Goal of the exercise ▸ Give each distinct username that heads a post in the forum thread below, listing each name only once in order of first appearance.

Passage ▸

# Can someone help me change my name?



## El Hondureño

I recently discovered that Hundurano is spelled wrong can someone help me change my name to El Hunduréno?


----------



## zebedee

Hi El Hunduréno,

You'll have to wait for Mike Kellogg, the Administrator, to come along and do that.
He should be along shortly!

Regards,
zeb

PS. and welcome to the forum by the way...


----------



## belén

Hey
Actually if you mean someone from Honduras, that would be "Hondureño" 

Anyway, changing nicks is only in the administrator, Mike Kellog's, hands. But I wanted to let you know about the word.

Cheers,
Belén


----------



## El Hondureño

Yeah that's what I mean Hundureño, I guess I'll just wait


----------



## zebedee

El Hundurano said:
			
		

> Yeah that's what I mean Hundureño, I guess I'll just wait



okay, so... I'm a bit confused now...do you want *Hondureño* ie someone from Honduras? or *Hundureño*?

Just so that Mike'll know what to change your name to!


----------



## El Hondureño

El Hondureño as in someone from Honduras sorry about


----------



## cuchuflete

El Hundurano said:
			
		

> El Hondureño as in someone from Honduras sorry about



Hola,
While you are waiting for help with the name change, you can add a signature with the name you want...Go to "User Control Panel" in the upper left of the page, and you will see an option for Signature.
If you need help with it, PM me and I'll do it for you.

Saludos,
Cuchuflete


----------



## vg2424

people here are helpful!


----------



## zebedee

vg2424 said:
			
		

> people here are helpful!



Yes, as a general rule we are. But you'll find we also have very little patience with meaningless posts so please refrain from posting them.

Thank you.


----------



## supercrom

Hello, Hondureño!

You've got a very similar thread here.

*CROM*


P.S. I hope I can be CROM soon.


----------



## zebedee

Thanks Crom!

So Hondureño, you can see from the thread which Crom's helpfully posted that all you have to do is create a new user: "_El Hondureño_", then send Mike Kellogg (his nick is mkellogg) a Private Message asking him kindly to merge your present "_El Hundurano_" with the new "_El Hondureño_". Easy!

saludos,
zeb


----------



## mkellogg

I'm trying to to have to do this every week, but follow Zebedee's directions and I'll do it for you.

Mike


----------

Dataset entries ▸

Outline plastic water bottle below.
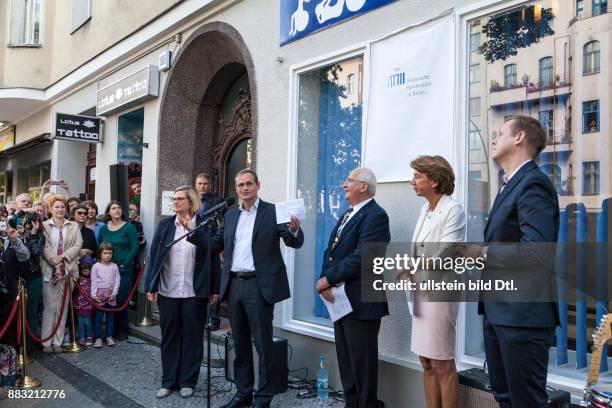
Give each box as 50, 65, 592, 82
317, 356, 329, 401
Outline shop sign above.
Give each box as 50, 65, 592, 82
96, 65, 159, 116
53, 112, 102, 143
279, 0, 396, 45
0, 125, 15, 152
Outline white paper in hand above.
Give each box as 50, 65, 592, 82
274, 198, 306, 224
319, 283, 353, 322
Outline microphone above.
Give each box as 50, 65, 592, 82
202, 197, 236, 218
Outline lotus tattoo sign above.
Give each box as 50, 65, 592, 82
279, 0, 395, 45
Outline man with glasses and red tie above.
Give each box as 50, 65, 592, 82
316, 167, 391, 408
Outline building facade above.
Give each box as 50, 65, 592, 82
0, 0, 612, 407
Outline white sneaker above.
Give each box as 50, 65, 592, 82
155, 388, 170, 399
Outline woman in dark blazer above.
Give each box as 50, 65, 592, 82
145, 186, 220, 398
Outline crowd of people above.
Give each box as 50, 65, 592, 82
0, 116, 559, 408
0, 181, 146, 364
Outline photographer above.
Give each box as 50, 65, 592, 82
0, 220, 30, 345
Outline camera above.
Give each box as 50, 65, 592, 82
6, 211, 25, 229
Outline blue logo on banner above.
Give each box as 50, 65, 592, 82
279, 0, 396, 45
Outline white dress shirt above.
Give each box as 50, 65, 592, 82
159, 215, 197, 298
230, 198, 259, 272
499, 159, 531, 193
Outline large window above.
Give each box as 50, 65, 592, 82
582, 101, 599, 133
576, 0, 584, 17
540, 164, 561, 193
540, 109, 555, 143
582, 41, 600, 74
9, 0, 43, 46
504, 64, 516, 88
470, 98, 481, 117
293, 56, 363, 325
582, 161, 599, 195
470, 33, 480, 52
117, 108, 144, 206
540, 57, 553, 88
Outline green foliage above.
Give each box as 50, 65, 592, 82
478, 6, 555, 63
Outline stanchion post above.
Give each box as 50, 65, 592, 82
64, 277, 87, 353
19, 279, 42, 388
136, 295, 155, 327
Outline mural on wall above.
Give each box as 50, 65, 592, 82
280, 0, 396, 45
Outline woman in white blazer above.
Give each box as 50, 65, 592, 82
410, 156, 465, 408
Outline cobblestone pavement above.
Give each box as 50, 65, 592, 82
0, 337, 344, 408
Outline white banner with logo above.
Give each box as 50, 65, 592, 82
363, 14, 455, 182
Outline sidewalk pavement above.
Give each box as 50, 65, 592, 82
0, 337, 344, 408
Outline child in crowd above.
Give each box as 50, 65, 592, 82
73, 256, 93, 346
91, 242, 120, 348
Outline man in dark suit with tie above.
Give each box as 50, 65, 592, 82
316, 167, 391, 408
464, 116, 559, 408
195, 173, 223, 331
215, 169, 304, 408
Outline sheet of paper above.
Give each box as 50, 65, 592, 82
406, 290, 414, 316
274, 198, 306, 224
319, 283, 353, 322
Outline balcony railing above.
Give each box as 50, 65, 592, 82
489, 72, 572, 93
569, 4, 612, 26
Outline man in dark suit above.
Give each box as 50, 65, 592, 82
466, 116, 559, 408
316, 167, 391, 408
215, 169, 304, 408
195, 173, 223, 331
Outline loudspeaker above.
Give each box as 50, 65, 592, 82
225, 332, 289, 394
110, 164, 130, 212
458, 368, 571, 408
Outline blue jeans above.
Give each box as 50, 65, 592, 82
95, 303, 115, 339
77, 316, 93, 339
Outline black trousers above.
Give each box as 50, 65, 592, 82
228, 277, 274, 404
334, 318, 380, 408
483, 318, 555, 408
157, 294, 208, 389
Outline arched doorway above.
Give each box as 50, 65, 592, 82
208, 73, 253, 197
157, 23, 257, 209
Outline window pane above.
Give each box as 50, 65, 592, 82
293, 57, 363, 325
466, 0, 612, 381
470, 33, 480, 52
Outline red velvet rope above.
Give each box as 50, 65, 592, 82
75, 265, 144, 312
25, 279, 68, 343
0, 295, 19, 339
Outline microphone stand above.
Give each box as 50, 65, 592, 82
166, 207, 222, 408
205, 218, 218, 408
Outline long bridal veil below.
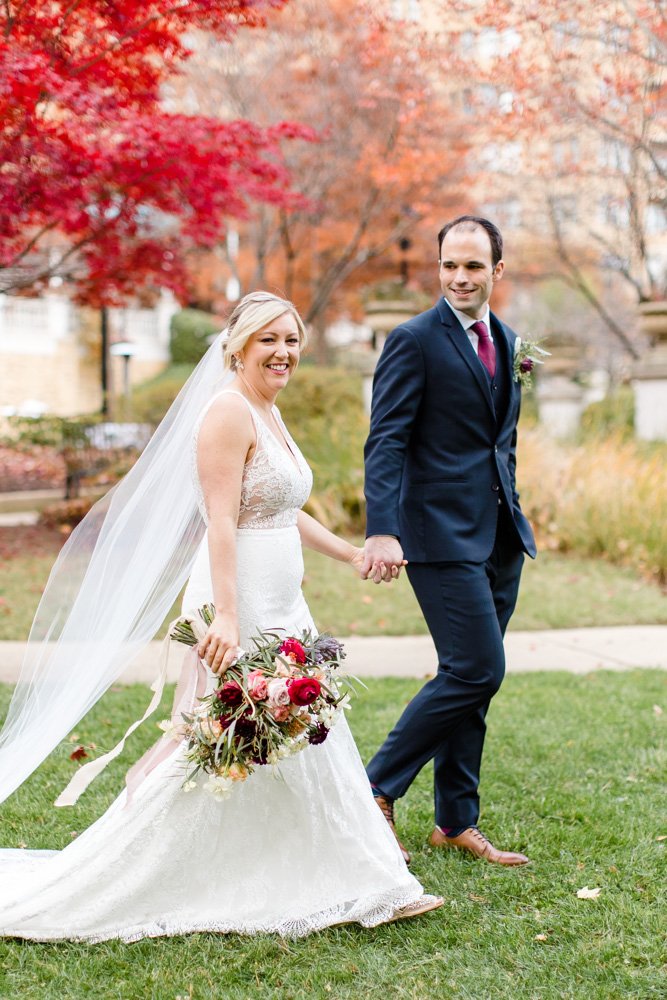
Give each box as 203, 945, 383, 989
0, 332, 231, 802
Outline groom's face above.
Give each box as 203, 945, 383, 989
440, 227, 505, 319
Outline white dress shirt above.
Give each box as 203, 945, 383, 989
443, 296, 493, 355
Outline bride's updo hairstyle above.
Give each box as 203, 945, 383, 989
222, 292, 308, 371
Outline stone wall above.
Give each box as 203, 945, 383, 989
0, 295, 176, 416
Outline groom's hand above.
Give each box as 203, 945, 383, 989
360, 535, 407, 583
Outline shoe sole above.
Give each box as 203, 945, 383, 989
330, 895, 445, 930
429, 841, 530, 868
384, 895, 445, 924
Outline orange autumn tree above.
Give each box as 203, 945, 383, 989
462, 0, 667, 356
180, 0, 467, 342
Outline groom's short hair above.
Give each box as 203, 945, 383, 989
438, 215, 503, 267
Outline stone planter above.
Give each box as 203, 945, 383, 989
632, 300, 667, 441
537, 335, 585, 439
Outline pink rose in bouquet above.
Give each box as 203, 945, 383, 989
267, 677, 291, 708
280, 639, 306, 666
248, 670, 269, 701
287, 677, 322, 705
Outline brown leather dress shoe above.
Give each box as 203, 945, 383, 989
373, 795, 410, 865
429, 826, 529, 866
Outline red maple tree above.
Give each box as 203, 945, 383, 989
0, 0, 313, 305
183, 0, 468, 341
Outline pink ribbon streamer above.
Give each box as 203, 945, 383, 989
125, 646, 207, 806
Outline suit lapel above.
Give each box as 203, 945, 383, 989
491, 313, 519, 431
436, 299, 496, 421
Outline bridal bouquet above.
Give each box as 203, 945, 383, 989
164, 604, 351, 799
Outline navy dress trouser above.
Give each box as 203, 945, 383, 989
367, 512, 524, 828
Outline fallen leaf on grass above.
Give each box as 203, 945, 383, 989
577, 885, 602, 899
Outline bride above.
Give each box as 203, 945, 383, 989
0, 292, 442, 941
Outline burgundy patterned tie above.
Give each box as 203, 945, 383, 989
470, 319, 496, 378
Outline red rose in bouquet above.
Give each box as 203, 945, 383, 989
287, 677, 322, 705
215, 681, 243, 707
278, 639, 306, 663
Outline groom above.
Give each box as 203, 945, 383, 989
362, 215, 535, 865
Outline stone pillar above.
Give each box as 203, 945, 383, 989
632, 300, 667, 441
355, 292, 431, 413
537, 336, 585, 439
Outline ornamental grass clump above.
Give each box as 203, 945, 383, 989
518, 428, 667, 584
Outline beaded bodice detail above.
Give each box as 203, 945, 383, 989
192, 389, 313, 529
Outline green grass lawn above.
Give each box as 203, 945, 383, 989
0, 528, 667, 641
0, 671, 667, 1000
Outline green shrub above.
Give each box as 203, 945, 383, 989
581, 385, 635, 441
169, 309, 221, 365
119, 364, 193, 427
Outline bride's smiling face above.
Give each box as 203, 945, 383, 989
240, 312, 301, 397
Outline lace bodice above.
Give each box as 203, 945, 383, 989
192, 389, 313, 529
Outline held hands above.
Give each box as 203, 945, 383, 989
359, 535, 407, 583
198, 613, 239, 676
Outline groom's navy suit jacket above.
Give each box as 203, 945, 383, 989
365, 299, 535, 563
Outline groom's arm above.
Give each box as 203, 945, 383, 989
364, 326, 426, 538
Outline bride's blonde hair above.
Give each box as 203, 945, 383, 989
222, 292, 308, 371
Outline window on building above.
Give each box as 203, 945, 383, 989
644, 204, 667, 236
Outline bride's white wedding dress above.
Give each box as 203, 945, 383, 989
0, 390, 422, 941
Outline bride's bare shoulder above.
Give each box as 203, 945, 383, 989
199, 392, 255, 443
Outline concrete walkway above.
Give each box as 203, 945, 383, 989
0, 625, 667, 684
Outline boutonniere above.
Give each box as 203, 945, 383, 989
514, 337, 551, 389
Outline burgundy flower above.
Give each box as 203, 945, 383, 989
308, 722, 329, 747
215, 681, 243, 707
234, 716, 257, 740
278, 639, 306, 663
287, 677, 322, 705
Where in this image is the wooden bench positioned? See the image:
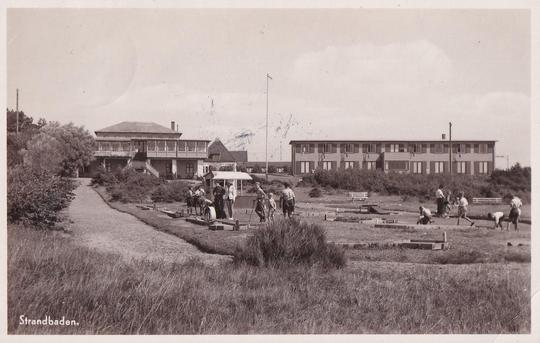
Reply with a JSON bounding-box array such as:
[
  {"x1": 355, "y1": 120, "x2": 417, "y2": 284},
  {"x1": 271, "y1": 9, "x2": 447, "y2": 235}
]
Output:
[
  {"x1": 349, "y1": 192, "x2": 368, "y2": 201},
  {"x1": 473, "y1": 198, "x2": 502, "y2": 204}
]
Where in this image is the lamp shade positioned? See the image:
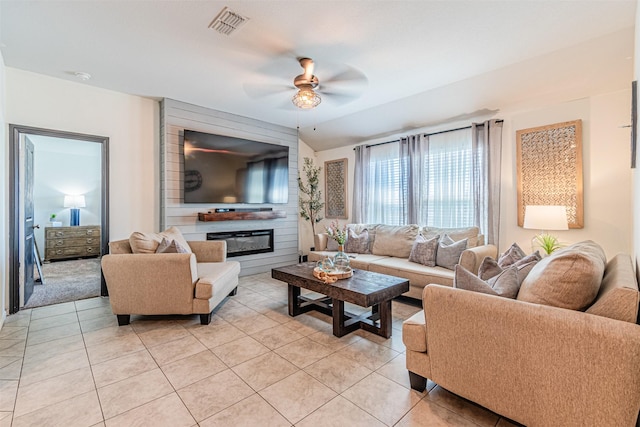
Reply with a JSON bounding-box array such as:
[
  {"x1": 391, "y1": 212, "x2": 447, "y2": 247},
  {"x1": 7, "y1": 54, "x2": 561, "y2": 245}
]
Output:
[
  {"x1": 64, "y1": 195, "x2": 87, "y2": 208},
  {"x1": 522, "y1": 205, "x2": 569, "y2": 230}
]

Task solution ▸
El Hondureño
zebedee
belén
cuchuflete
vg2424
supercrom
mkellogg